* BEGIN Quoted passage *

Steve Brizel on September 20, 2012 at 9:16 am (Reply)
See R Asher Weiss's Minchas Asher on the Moadim for a discussion of the pros and cons of the recitation of Machnisei Rachamim.
Enosh Atei on September 20, 2012 at 1:34 pm (Reply)
What about the slikha Malakhei Rakhamim M'shartei Elyon?
Nahum Schnitzer on September 20, 2012 at 2:16 pm (Reply)
This is a beautiful and effective piece of poetry - it should not be understood literally.
I can't say what the intentions of the author were, but few Jews believe that angels can intercede for us. We are in little danger.
Shlomo Brody on September 20, 2012 at 5:56 pm (Reply)
Nahum and Sydney,

Thanks for your comments.
I think that there are a number of reasonable justifications given to reciting interecessory prayers, as I indicated, and while I do not ultimately find them to be compelling, I think that they are definitely reasonable. However, I do not think it is accurate to assert that these are allegorical references - most commentators take the prayer quite literally, and hence the ongoing historical debate.
Thanks again for taking the time to read my article.
Shlomo Brody
Deacon Jim Stagg on September 20, 2012 at 10:24 pm (Reply)

* END Quoted passage *
* BEGIN Recorded data *

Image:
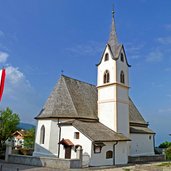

* END Recorded data *

**What you should do**
In the comment thread above, which work does Steve Brizel cite for a discussion of the pros and cons of reciting Machnisei Rachamim?

**Response for this exercise**
R Asher Weiss's Minchas Asher on the Moadim.